GIVEN PROBLEM:
Turn the lines of the records below, from the line with "the hazy mountain" through the line with "point(344, 269)", both included, into a numbered list with no blank lines. Give only those lines.

---*---

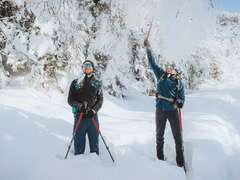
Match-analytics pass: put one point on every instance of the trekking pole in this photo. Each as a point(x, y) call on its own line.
point(149, 30)
point(181, 129)
point(74, 134)
point(98, 130)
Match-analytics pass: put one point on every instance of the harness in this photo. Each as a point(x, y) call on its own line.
point(171, 100)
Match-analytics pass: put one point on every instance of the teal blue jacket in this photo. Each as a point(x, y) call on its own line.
point(166, 86)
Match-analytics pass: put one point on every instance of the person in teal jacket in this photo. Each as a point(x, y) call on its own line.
point(170, 96)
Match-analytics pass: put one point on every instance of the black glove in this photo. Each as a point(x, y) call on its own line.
point(178, 103)
point(146, 43)
point(81, 108)
point(91, 113)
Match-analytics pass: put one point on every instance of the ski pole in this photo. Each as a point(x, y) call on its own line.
point(74, 133)
point(149, 30)
point(181, 129)
point(99, 132)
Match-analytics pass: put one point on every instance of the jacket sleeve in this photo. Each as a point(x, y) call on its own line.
point(158, 71)
point(71, 101)
point(181, 93)
point(97, 106)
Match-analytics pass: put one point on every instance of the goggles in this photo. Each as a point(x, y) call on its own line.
point(87, 66)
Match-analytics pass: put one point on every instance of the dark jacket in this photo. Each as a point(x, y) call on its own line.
point(166, 86)
point(86, 89)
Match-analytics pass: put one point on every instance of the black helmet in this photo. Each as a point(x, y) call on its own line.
point(88, 62)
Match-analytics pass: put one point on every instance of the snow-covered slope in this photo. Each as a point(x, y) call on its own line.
point(35, 129)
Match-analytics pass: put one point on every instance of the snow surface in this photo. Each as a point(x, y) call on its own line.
point(36, 127)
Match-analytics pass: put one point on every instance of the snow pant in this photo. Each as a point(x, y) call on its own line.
point(161, 119)
point(86, 128)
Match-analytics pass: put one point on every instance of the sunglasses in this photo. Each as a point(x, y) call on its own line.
point(87, 66)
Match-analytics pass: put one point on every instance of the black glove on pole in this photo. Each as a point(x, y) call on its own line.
point(98, 130)
point(74, 133)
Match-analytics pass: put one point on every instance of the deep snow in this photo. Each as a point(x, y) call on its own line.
point(36, 128)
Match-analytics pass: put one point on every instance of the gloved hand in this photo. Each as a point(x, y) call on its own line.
point(90, 113)
point(146, 43)
point(81, 108)
point(178, 103)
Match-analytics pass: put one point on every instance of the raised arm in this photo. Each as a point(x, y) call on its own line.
point(158, 71)
point(71, 101)
point(97, 106)
point(181, 93)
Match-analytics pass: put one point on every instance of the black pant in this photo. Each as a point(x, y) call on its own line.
point(161, 119)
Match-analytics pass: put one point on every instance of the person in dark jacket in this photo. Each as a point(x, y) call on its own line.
point(170, 96)
point(86, 96)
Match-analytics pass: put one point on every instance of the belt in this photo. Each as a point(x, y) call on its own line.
point(165, 98)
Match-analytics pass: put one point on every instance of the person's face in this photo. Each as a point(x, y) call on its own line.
point(87, 68)
point(169, 70)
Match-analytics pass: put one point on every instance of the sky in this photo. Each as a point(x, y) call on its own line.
point(228, 5)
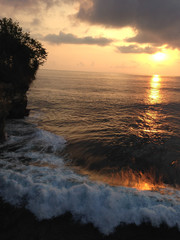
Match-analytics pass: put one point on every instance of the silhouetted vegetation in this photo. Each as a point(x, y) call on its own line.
point(20, 58)
point(20, 55)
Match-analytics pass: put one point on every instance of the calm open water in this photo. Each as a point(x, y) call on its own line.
point(113, 122)
point(105, 147)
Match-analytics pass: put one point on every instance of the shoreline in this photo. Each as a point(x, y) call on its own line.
point(18, 223)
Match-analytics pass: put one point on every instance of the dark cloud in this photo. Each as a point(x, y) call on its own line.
point(136, 49)
point(35, 4)
point(156, 21)
point(72, 39)
point(36, 22)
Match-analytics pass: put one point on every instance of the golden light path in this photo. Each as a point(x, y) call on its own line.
point(154, 96)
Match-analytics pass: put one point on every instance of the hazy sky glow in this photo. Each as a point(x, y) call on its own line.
point(128, 36)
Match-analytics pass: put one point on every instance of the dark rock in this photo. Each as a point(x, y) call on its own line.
point(2, 127)
point(18, 106)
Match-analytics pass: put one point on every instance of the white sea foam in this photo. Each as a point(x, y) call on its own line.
point(35, 176)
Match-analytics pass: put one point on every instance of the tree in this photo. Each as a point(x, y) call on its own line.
point(20, 58)
point(20, 55)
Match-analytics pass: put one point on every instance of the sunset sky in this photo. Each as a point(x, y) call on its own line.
point(127, 36)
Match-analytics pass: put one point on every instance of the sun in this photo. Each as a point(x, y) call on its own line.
point(159, 56)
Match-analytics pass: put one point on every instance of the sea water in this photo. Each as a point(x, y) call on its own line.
point(104, 146)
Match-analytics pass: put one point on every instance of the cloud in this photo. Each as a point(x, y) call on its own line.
point(156, 21)
point(69, 38)
point(136, 49)
point(28, 5)
point(36, 22)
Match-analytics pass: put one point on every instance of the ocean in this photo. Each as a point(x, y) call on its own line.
point(103, 146)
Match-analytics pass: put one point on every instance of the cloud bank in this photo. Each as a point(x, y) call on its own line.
point(136, 49)
point(157, 21)
point(69, 38)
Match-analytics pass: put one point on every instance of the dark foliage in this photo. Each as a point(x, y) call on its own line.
point(20, 55)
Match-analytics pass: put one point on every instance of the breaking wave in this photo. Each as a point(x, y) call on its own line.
point(34, 174)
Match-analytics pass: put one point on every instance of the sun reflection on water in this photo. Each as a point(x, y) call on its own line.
point(155, 84)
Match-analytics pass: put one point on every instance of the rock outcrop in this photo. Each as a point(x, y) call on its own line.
point(13, 104)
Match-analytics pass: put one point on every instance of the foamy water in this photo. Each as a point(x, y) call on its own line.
point(34, 174)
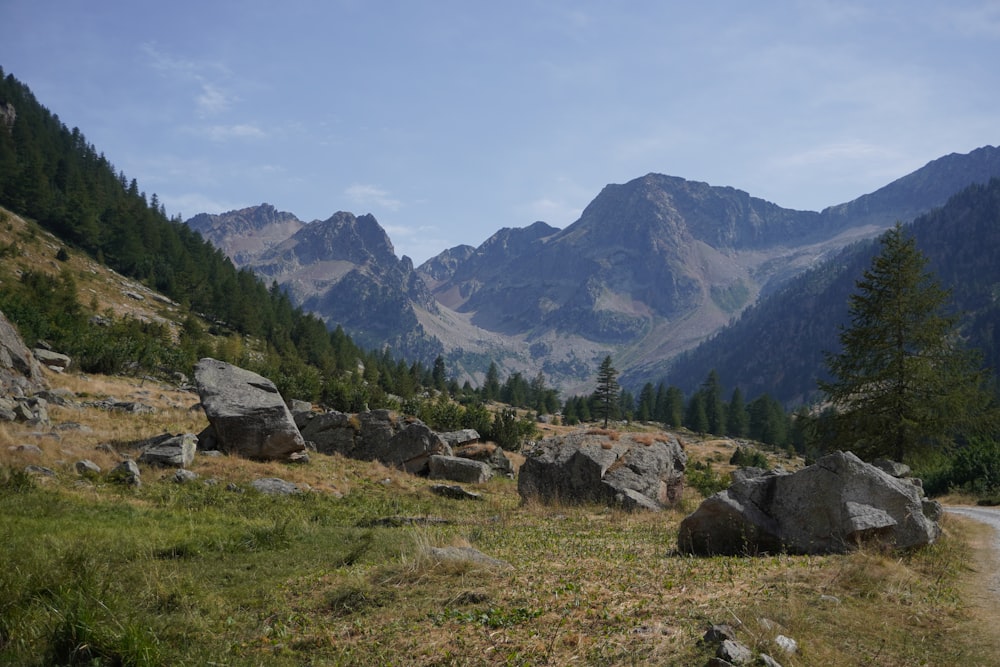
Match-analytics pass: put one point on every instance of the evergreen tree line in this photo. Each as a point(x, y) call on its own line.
point(706, 411)
point(53, 175)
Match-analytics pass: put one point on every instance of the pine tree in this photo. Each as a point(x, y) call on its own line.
point(901, 385)
point(606, 395)
point(737, 418)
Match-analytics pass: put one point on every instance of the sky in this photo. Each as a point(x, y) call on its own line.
point(451, 119)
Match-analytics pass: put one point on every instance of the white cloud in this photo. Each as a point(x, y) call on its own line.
point(371, 195)
point(239, 131)
point(212, 100)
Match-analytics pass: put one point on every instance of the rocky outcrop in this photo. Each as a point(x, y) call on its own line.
point(634, 471)
point(173, 451)
point(20, 373)
point(831, 506)
point(376, 435)
point(246, 414)
point(458, 469)
point(490, 454)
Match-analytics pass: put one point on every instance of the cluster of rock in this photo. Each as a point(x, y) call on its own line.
point(21, 379)
point(730, 652)
point(831, 506)
point(633, 471)
point(248, 417)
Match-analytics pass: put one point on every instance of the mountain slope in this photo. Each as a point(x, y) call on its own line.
point(777, 346)
point(656, 265)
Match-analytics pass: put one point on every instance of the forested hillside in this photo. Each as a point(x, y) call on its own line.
point(777, 347)
point(51, 174)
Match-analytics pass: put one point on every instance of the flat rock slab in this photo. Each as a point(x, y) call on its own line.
point(831, 506)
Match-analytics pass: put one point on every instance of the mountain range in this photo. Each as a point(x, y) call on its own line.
point(651, 269)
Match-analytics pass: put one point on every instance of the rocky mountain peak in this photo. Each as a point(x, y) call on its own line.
point(247, 233)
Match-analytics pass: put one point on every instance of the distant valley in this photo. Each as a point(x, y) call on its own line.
point(652, 268)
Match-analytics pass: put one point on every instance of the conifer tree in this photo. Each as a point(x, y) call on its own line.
point(606, 395)
point(902, 386)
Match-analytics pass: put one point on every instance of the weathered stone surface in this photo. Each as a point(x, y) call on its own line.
point(632, 470)
point(126, 472)
point(457, 469)
point(246, 412)
point(20, 372)
point(182, 476)
point(87, 468)
point(828, 507)
point(375, 435)
point(54, 360)
point(455, 492)
point(275, 486)
point(490, 454)
point(467, 555)
point(734, 652)
point(894, 468)
point(172, 451)
point(459, 438)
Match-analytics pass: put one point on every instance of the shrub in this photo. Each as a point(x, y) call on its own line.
point(748, 458)
point(705, 479)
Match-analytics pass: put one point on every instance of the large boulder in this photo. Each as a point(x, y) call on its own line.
point(458, 469)
point(376, 435)
point(629, 470)
point(20, 372)
point(831, 506)
point(247, 415)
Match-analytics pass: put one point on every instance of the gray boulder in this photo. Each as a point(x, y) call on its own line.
point(53, 360)
point(126, 472)
point(464, 436)
point(457, 469)
point(170, 451)
point(828, 507)
point(375, 435)
point(275, 486)
point(87, 468)
point(634, 471)
point(20, 372)
point(490, 454)
point(246, 413)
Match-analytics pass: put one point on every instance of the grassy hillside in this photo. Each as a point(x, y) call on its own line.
point(212, 572)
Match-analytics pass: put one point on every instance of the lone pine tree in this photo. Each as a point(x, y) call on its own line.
point(606, 395)
point(902, 384)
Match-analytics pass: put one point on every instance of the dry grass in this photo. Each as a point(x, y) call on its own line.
point(587, 585)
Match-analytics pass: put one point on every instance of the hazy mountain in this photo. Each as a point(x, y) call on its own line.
point(246, 234)
point(778, 346)
point(652, 268)
point(344, 269)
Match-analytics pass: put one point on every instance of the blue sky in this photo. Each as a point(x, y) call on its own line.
point(451, 119)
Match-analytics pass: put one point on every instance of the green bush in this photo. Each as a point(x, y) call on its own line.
point(705, 479)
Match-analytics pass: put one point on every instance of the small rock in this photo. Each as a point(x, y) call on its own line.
point(182, 476)
point(466, 554)
point(127, 472)
point(275, 486)
point(786, 644)
point(86, 467)
point(735, 652)
point(455, 492)
point(719, 633)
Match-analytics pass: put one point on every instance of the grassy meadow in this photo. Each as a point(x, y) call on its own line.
point(214, 573)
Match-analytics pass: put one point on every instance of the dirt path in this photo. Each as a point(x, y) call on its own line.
point(983, 588)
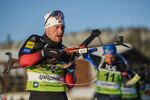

---*---

REPLY:
1. Match-analytics pass: put one point on every instance of the hazy mountain in this photo. Each as a point(x, y) call on its own line.
2. point(246, 234)
3. point(778, 346)
4. point(652, 268)
5. point(344, 269)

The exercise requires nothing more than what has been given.